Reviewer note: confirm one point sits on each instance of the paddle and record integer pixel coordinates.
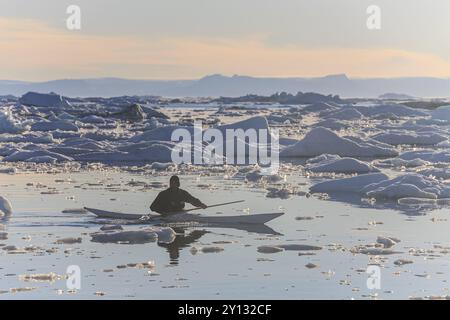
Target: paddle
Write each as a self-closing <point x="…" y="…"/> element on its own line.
<point x="148" y="216"/>
<point x="215" y="205"/>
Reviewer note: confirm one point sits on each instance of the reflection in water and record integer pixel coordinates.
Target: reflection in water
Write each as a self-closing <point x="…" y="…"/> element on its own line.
<point x="181" y="241"/>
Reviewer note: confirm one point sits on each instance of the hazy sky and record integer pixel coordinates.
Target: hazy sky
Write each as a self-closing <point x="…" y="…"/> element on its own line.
<point x="180" y="39"/>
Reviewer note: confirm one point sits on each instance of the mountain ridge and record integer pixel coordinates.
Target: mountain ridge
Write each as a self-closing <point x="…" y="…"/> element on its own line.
<point x="217" y="85"/>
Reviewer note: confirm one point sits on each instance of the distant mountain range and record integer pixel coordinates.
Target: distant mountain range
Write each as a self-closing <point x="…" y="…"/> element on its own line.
<point x="219" y="85"/>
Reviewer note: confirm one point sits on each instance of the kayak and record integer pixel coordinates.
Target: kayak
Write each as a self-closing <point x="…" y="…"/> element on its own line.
<point x="260" y="218"/>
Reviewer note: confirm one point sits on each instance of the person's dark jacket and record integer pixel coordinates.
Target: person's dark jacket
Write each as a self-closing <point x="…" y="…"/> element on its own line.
<point x="173" y="200"/>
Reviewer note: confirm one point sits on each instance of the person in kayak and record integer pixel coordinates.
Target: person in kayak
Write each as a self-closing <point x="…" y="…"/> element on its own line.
<point x="174" y="198"/>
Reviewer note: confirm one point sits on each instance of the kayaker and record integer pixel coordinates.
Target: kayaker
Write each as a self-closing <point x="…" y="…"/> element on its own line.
<point x="174" y="198"/>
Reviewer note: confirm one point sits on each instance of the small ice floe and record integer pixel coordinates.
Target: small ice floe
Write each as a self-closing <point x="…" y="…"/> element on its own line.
<point x="409" y="138"/>
<point x="397" y="110"/>
<point x="408" y="186"/>
<point x="387" y="242"/>
<point x="257" y="175"/>
<point x="438" y="173"/>
<point x="8" y="170"/>
<point x="24" y="289"/>
<point x="26" y="155"/>
<point x="342" y="165"/>
<point x="429" y="155"/>
<point x="397" y="162"/>
<point x="159" y="166"/>
<point x="68" y="241"/>
<point x="287" y="247"/>
<point x="401" y="262"/>
<point x="206" y="249"/>
<point x="111" y="227"/>
<point x="8" y="123"/>
<point x="283" y="193"/>
<point x="49" y="100"/>
<point x="373" y="251"/>
<point x="320" y="140"/>
<point x="163" y="235"/>
<point x="47" y="277"/>
<point x="75" y="211"/>
<point x="353" y="184"/>
<point x="5" y="207"/>
<point x="42" y="159"/>
<point x="348" y="114"/>
<point x="299" y="247"/>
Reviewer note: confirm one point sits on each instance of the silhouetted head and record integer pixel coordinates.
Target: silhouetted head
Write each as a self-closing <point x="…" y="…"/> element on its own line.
<point x="174" y="182"/>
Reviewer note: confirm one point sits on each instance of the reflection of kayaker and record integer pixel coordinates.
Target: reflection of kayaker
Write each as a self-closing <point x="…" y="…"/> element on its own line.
<point x="181" y="241"/>
<point x="174" y="198"/>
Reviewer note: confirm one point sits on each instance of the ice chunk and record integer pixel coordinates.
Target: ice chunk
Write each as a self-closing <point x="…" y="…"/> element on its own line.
<point x="5" y="206"/>
<point x="51" y="100"/>
<point x="353" y="184"/>
<point x="320" y="140"/>
<point x="344" y="165"/>
<point x="398" y="138"/>
<point x="8" y="123"/>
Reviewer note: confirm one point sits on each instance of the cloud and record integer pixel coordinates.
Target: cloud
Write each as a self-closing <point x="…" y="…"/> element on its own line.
<point x="31" y="50"/>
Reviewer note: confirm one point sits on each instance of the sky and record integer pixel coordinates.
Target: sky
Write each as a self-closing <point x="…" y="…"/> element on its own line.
<point x="187" y="39"/>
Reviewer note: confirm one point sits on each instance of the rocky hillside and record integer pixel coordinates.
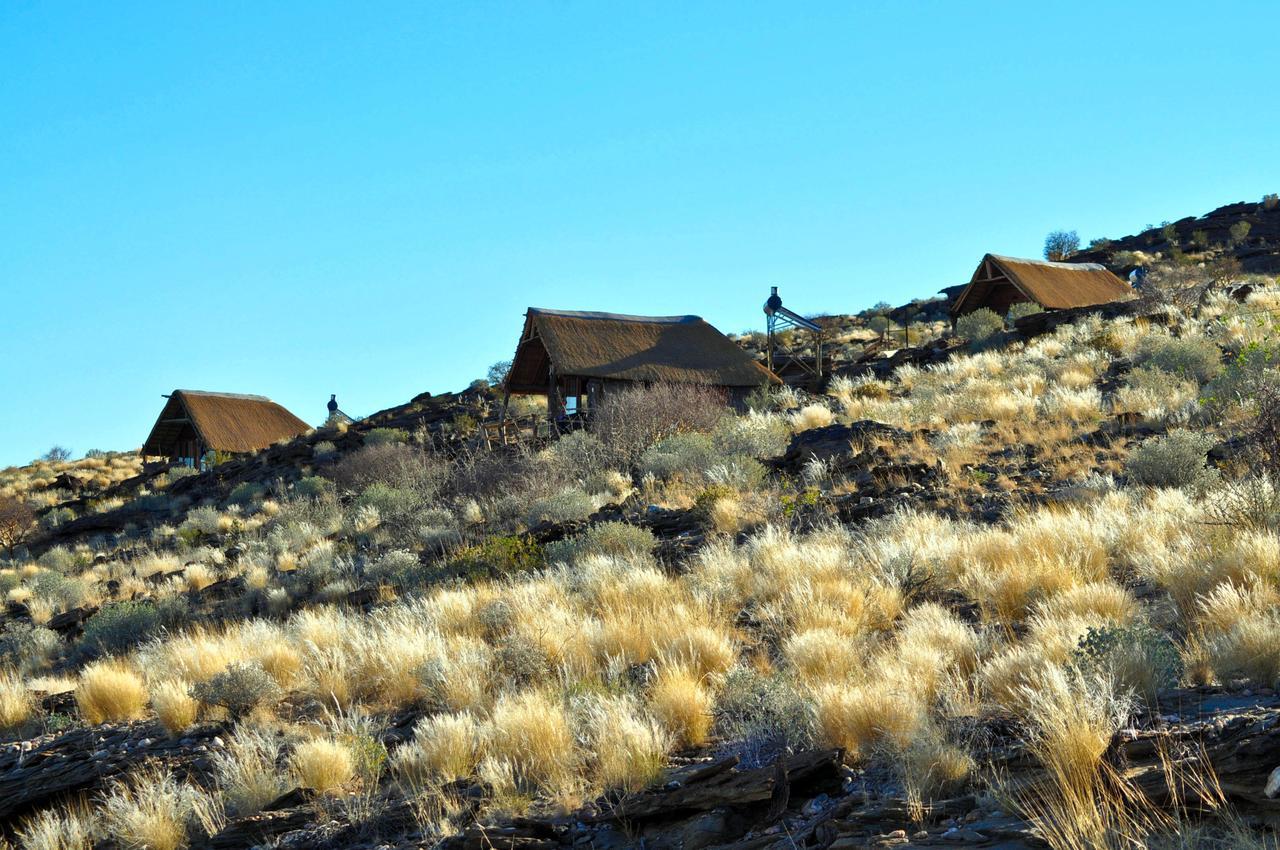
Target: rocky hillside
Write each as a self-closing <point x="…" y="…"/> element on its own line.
<point x="1011" y="592"/>
<point x="1249" y="232"/>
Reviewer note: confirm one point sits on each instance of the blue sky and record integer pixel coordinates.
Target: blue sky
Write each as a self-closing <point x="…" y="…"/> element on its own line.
<point x="302" y="199"/>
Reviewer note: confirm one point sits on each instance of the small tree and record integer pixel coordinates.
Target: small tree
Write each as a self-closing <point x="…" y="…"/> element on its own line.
<point x="1188" y="287"/>
<point x="17" y="520"/>
<point x="1020" y="310"/>
<point x="880" y="324"/>
<point x="497" y="374"/>
<point x="58" y="455"/>
<point x="979" y="327"/>
<point x="1060" y="245"/>
<point x="1240" y="232"/>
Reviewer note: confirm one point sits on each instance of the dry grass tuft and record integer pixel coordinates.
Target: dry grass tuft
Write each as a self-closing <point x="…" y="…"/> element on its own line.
<point x="109" y="690"/>
<point x="444" y="748"/>
<point x="868" y="716"/>
<point x="323" y="764"/>
<point x="531" y="731"/>
<point x="682" y="704"/>
<point x="247" y="769"/>
<point x="16" y="702"/>
<point x="174" y="705"/>
<point x="150" y="810"/>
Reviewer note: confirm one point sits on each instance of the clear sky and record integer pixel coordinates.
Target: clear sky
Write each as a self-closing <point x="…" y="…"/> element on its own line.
<point x="362" y="199"/>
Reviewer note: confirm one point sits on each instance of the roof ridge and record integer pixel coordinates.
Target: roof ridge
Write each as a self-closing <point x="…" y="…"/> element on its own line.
<point x="215" y="394"/>
<point x="1054" y="264"/>
<point x="612" y="316"/>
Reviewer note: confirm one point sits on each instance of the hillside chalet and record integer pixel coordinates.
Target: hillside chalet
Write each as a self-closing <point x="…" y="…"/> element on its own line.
<point x="1001" y="282"/>
<point x="193" y="424"/>
<point x="575" y="359"/>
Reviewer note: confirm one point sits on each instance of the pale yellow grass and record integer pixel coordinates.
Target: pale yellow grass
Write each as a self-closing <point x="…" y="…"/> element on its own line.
<point x="69" y="828"/>
<point x="150" y="810"/>
<point x="533" y="732"/>
<point x="868" y="716"/>
<point x="629" y="746"/>
<point x="17" y="705"/>
<point x="682" y="703"/>
<point x="110" y="690"/>
<point x="444" y="748"/>
<point x="174" y="705"/>
<point x="323" y="764"/>
<point x="247" y="771"/>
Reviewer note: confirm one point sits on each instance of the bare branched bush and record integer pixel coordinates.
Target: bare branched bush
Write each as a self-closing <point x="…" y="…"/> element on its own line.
<point x="17" y="521"/>
<point x="392" y="464"/>
<point x="1173" y="460"/>
<point x="1188" y="287"/>
<point x="631" y="420"/>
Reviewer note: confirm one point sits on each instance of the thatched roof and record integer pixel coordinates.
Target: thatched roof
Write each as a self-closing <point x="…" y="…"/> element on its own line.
<point x="1054" y="286"/>
<point x="640" y="348"/>
<point x="224" y="423"/>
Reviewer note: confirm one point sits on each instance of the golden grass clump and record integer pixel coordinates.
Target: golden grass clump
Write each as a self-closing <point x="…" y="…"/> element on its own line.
<point x="58" y="830"/>
<point x="150" y="810"/>
<point x="444" y="748"/>
<point x="17" y="705"/>
<point x="109" y="691"/>
<point x="197" y="576"/>
<point x="868" y="716"/>
<point x="1072" y="721"/>
<point x="323" y="764"/>
<point x="812" y="416"/>
<point x="533" y="732"/>
<point x="682" y="703"/>
<point x="1251" y="648"/>
<point x="247" y="771"/>
<point x="629" y="746"/>
<point x="174" y="705"/>
<point x="823" y="654"/>
<point x="1005" y="677"/>
<point x="1073" y="718"/>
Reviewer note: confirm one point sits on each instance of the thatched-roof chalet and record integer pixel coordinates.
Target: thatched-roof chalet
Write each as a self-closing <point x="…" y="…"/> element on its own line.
<point x="1001" y="282"/>
<point x="576" y="356"/>
<point x="195" y="423"/>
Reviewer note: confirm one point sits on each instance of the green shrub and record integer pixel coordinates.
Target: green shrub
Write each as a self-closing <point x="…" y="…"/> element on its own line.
■ ■ ■ ■
Given task: Return, unchanged, each line from the line containing "clump and record integer pixel coordinates." through the last line of the material.

Result of this task:
Reviewer note: confirm one point sits on each instance of the golden grass clump and record integer pixel coordinates.
Target: golden grass clump
Write each as a self-closing <point x="…" y="…"/> element on its own line.
<point x="58" y="830"/>
<point x="150" y="810"/>
<point x="444" y="748"/>
<point x="17" y="705"/>
<point x="109" y="691"/>
<point x="197" y="576"/>
<point x="868" y="716"/>
<point x="1072" y="721"/>
<point x="323" y="764"/>
<point x="812" y="416"/>
<point x="533" y="732"/>
<point x="682" y="703"/>
<point x="1251" y="648"/>
<point x="247" y="771"/>
<point x="629" y="746"/>
<point x="174" y="705"/>
<point x="823" y="654"/>
<point x="1005" y="677"/>
<point x="1073" y="718"/>
Reviewer note: confirm one point sits on each instance of the thatched-roof chalet and record integer pixel coordinates.
Target: thatched-roof chalet
Write each as a self-closing <point x="…" y="…"/> element on its own line.
<point x="1001" y="282"/>
<point x="576" y="356"/>
<point x="195" y="423"/>
Reviewer note: confirm one point sits on each instance of the green shrub and record integer pixel coordinates.
Target: green shrub
Write each as a self-closing <point x="…" y="…"/> element on its own line.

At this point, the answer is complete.